### Your goal
Collect each line below that contains the string "flower", and copy those lines out in full. Case counts.

### Given records
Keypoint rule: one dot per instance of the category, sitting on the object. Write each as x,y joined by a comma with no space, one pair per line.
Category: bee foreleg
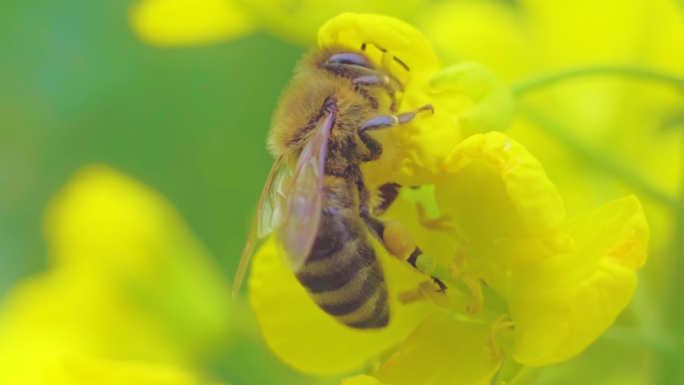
381,122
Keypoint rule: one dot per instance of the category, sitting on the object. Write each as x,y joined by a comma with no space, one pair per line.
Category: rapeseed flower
597,88
552,285
131,297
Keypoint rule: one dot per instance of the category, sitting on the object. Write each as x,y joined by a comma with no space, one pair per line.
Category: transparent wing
267,217
297,232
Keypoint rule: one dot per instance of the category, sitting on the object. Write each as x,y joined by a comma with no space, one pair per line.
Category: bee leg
381,122
398,241
389,193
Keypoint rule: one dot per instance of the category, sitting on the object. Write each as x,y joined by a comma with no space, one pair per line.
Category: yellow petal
108,226
561,304
415,151
442,350
310,340
362,380
44,319
168,23
88,371
514,189
402,40
494,105
491,33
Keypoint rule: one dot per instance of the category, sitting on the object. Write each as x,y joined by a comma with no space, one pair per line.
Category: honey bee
315,201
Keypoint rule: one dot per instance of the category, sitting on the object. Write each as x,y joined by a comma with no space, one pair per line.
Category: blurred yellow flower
561,281
131,296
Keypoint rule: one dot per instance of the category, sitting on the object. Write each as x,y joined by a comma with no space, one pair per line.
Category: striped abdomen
342,273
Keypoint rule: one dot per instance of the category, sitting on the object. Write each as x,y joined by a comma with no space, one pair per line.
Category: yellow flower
606,123
131,296
561,281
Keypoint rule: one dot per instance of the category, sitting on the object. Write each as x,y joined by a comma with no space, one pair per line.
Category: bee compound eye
349,58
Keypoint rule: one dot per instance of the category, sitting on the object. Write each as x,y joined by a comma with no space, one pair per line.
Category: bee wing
297,232
266,218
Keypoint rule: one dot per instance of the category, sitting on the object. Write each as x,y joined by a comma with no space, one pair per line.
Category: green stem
526,86
594,155
670,362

### The completed task
Category: rapeseed flower
Category: blurred yellow flower
Category: yellow flower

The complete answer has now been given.